_THE TASK_:
List every specific year written as a four-digit number (not a decade) in the text about Eastrea, once each and in chronological order.

_READING TEXT_:

Eastrea was formerly the home of two public houses, The Windmill and The Nags Head. The Windmill was demolished in the mid 20th century and it was hoped that the site would be used for a new village hall; such plans never came to fruition. In 2010 the owners of The Nag's Head sought planning approval to convert the pub into houses, citing a significant downturn in business as the main reason for doing so. However, Fenland District Council refused permission, stating that 'financial loss is no reason to allow the conversion of a pub', which was described as 'the beating heart of the community' by locals and regulars. Now to Nags Head has been converted into a new local convenience shop.

==Village Hall==
Since the 1940s, residents have been fighting for permission to build a village hall. A number of possible locations have been suggested over the years, and permission was granted in the 1960s for a hall on the former site of The Windmill pub, but no work was completed before the permission expired. In the 1990s an area of land off Thornham Way was offered, but once again no work was done quickly enough, and the land is now public open space. The present site was provided by Fenland District Council in 2004, on the basis that 14 new homes also would be constructed alongside the village hall. Planning permission was given in 2009. Work began in 2010 but was halted when an archeological dig revealed a human skeleton, believed to be around 2000 years old.

Surveying work and the test digging was completed in 2011, and construction work began in earnest the following summer. In September 2012 work began on the framework of the building, and it was due to be completed in May 2013. The total budget cost was over £800,000. In July 2013, Prince Richard, Duke of Gloucester opened the new hall, called the Eastrea Centre, in Coates Road.

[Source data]
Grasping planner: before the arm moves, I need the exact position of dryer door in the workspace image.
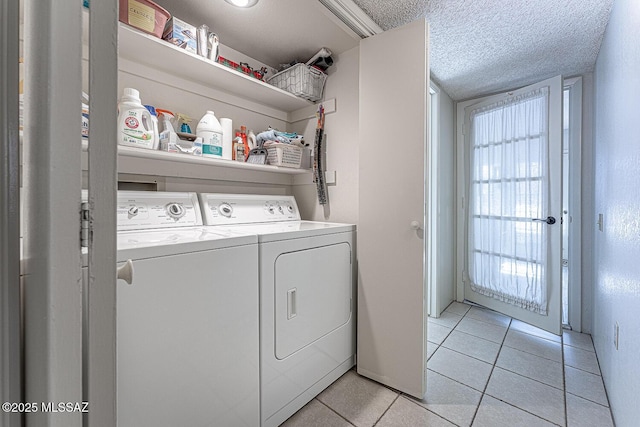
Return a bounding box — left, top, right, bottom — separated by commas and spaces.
274, 243, 352, 360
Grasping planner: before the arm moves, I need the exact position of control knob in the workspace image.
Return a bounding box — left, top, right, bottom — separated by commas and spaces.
218, 203, 233, 218
166, 203, 185, 219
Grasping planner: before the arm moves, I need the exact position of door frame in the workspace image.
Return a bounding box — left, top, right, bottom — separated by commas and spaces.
425, 81, 444, 317
562, 76, 582, 332
0, 0, 22, 427
456, 76, 565, 335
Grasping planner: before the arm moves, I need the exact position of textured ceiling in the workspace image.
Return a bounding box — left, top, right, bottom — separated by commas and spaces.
156, 0, 612, 101
354, 0, 613, 100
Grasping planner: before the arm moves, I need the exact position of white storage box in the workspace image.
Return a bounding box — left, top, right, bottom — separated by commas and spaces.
267, 142, 302, 169
267, 63, 327, 102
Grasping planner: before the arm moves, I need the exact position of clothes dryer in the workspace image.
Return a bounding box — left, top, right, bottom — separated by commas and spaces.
200, 193, 356, 427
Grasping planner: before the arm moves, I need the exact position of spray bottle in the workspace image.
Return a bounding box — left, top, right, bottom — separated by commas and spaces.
118, 87, 155, 149
196, 111, 222, 158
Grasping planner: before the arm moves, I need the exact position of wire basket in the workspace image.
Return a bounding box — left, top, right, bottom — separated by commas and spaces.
267, 63, 327, 102
267, 142, 302, 169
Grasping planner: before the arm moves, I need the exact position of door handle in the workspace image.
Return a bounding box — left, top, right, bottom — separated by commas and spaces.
116, 259, 133, 285
531, 216, 556, 225
287, 288, 298, 320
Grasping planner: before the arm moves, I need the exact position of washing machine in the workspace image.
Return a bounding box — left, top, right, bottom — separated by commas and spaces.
111, 191, 260, 427
200, 193, 356, 427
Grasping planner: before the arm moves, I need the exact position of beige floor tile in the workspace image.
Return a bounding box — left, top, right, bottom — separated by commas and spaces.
317, 371, 398, 427
511, 319, 562, 343
455, 316, 507, 344
564, 366, 609, 406
486, 367, 565, 425
429, 311, 462, 329
427, 347, 493, 392
562, 331, 596, 352
281, 399, 352, 427
467, 307, 511, 328
473, 394, 554, 427
416, 370, 482, 426
496, 346, 564, 390
567, 394, 613, 427
427, 323, 451, 344
564, 345, 600, 375
504, 329, 562, 363
444, 301, 471, 316
442, 330, 500, 364
376, 397, 455, 427
427, 341, 438, 360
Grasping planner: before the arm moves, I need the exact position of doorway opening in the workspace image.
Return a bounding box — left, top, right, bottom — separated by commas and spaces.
562, 77, 582, 332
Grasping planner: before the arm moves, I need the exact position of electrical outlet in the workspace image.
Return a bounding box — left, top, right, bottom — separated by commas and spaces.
598, 214, 604, 231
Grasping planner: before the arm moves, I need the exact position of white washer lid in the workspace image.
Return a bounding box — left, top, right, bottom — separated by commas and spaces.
117, 227, 258, 261
211, 221, 356, 242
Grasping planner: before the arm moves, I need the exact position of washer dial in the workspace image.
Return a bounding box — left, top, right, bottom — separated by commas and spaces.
218, 202, 233, 218
165, 203, 186, 220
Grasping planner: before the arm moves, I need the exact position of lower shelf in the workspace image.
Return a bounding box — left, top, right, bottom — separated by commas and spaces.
82, 141, 311, 185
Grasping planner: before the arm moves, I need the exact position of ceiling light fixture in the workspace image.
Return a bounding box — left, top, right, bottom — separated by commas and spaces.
225, 0, 258, 7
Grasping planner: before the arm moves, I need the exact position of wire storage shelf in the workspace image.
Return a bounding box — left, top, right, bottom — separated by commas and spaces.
267, 63, 327, 102
267, 142, 302, 169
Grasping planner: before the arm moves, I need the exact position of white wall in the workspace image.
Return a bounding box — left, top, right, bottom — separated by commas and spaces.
592, 0, 640, 426
580, 73, 596, 333
291, 47, 360, 223
435, 85, 456, 313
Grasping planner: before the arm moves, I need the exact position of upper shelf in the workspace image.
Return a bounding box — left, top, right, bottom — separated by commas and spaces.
118, 23, 313, 113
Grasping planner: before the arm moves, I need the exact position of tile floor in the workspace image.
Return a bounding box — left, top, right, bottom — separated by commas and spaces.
283, 302, 613, 427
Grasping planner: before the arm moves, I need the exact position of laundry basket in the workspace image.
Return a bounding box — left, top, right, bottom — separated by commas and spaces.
267, 142, 302, 169
267, 63, 327, 102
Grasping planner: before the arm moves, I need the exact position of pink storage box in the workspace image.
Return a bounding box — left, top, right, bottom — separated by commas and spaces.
119, 0, 171, 38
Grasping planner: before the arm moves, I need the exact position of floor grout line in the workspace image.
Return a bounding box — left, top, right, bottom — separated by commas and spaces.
288, 304, 615, 426
402, 393, 460, 427
312, 396, 355, 427
469, 312, 513, 425
372, 394, 402, 427
565, 390, 611, 409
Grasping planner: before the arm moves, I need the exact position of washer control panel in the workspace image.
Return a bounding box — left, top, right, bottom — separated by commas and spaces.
117, 191, 202, 231
200, 193, 300, 225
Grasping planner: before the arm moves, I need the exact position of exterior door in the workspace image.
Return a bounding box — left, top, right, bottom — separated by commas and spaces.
459, 76, 562, 335
358, 20, 429, 398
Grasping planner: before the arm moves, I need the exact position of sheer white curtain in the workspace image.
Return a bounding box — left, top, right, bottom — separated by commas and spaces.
468, 88, 549, 314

_ANSWER TO THIS TASK_:
2004, 2009, 2010, 2011, 2012, 2013